WORK ORDER: Your response should contain each line of the data that includes "below".

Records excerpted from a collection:
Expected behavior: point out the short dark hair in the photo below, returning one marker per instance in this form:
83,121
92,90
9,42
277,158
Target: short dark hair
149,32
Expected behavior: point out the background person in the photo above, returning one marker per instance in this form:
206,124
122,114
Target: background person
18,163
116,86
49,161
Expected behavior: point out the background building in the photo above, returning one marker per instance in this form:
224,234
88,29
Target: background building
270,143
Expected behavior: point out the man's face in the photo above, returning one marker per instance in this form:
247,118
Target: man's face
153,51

...

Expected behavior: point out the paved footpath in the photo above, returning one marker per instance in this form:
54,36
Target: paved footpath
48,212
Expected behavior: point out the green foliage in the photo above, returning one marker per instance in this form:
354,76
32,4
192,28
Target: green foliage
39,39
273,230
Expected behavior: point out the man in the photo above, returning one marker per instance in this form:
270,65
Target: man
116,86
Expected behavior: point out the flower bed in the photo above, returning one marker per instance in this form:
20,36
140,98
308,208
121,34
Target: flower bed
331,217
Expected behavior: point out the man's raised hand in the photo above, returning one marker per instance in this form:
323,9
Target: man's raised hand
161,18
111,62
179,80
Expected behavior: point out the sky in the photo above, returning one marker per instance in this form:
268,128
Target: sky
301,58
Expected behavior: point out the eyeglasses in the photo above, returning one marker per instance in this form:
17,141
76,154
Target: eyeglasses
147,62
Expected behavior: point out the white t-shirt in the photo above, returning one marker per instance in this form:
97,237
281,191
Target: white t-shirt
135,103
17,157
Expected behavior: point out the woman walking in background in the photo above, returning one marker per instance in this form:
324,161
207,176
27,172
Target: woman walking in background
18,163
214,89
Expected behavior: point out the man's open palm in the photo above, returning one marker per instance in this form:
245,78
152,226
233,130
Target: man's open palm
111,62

--

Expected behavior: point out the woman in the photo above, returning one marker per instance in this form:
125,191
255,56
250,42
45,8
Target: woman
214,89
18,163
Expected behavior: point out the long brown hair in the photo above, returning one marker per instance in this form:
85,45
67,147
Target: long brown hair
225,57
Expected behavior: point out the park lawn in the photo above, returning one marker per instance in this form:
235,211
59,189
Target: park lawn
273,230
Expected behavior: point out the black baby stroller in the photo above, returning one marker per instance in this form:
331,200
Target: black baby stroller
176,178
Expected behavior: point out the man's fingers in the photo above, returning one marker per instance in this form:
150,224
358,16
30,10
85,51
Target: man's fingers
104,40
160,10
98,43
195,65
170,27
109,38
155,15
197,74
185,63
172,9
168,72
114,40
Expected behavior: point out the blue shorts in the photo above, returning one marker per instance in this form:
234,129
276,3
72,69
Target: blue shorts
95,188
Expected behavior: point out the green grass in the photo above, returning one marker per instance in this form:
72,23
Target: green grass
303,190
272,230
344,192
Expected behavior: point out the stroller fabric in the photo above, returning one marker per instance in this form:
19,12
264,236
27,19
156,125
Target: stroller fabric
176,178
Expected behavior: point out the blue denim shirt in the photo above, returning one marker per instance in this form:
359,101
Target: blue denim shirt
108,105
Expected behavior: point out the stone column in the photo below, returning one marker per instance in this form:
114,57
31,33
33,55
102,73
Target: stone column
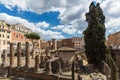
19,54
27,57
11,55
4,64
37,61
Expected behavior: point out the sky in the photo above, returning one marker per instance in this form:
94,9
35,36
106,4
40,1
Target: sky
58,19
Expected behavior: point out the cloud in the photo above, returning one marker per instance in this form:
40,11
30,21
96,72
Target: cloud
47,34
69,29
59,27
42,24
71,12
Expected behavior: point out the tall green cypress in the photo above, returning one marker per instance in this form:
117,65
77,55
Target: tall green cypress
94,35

SOLUTION FOR THIS TASK:
Expected behavior: point out the short dark hair in the photo below, returning one marker per instance in this form:
Expected behavior: point out the stone column in the photo below, returning one marker per instance in this form:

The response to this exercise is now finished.